**What you have to do:**
Please copy each line below that contains the word "white".

**Exercise input:**
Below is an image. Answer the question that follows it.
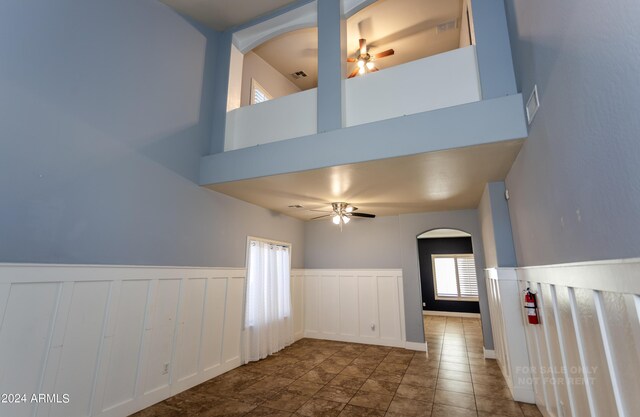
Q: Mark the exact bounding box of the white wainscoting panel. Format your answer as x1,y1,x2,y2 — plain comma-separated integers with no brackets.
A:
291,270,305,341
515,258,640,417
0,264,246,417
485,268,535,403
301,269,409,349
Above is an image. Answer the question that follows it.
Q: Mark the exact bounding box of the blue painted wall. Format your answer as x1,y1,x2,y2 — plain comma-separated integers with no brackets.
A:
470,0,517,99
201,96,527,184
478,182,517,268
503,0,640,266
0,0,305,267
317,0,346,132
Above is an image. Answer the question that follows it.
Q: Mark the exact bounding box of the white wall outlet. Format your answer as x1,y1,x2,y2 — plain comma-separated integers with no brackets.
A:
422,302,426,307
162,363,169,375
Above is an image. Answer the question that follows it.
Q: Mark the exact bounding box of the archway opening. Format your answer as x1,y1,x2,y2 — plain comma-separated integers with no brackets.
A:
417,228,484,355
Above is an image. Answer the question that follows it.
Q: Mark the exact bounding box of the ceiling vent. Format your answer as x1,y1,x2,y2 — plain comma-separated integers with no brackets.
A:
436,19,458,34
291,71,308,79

==

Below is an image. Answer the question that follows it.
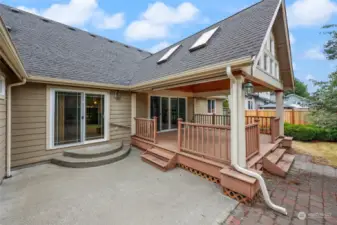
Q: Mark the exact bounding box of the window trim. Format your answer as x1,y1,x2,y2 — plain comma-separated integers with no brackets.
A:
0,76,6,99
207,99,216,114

**Solution to this problem:**
Q: Mark the exact bounding box of the white wainscoting panel. Format your answer as x1,y1,x2,y2 — plain comma-separated integers with no brackets.
Q: Mark the exact bounding box of the white wall outlet. Format your answer as x1,y1,x2,y2 — plain comma-separated integers with no brackets.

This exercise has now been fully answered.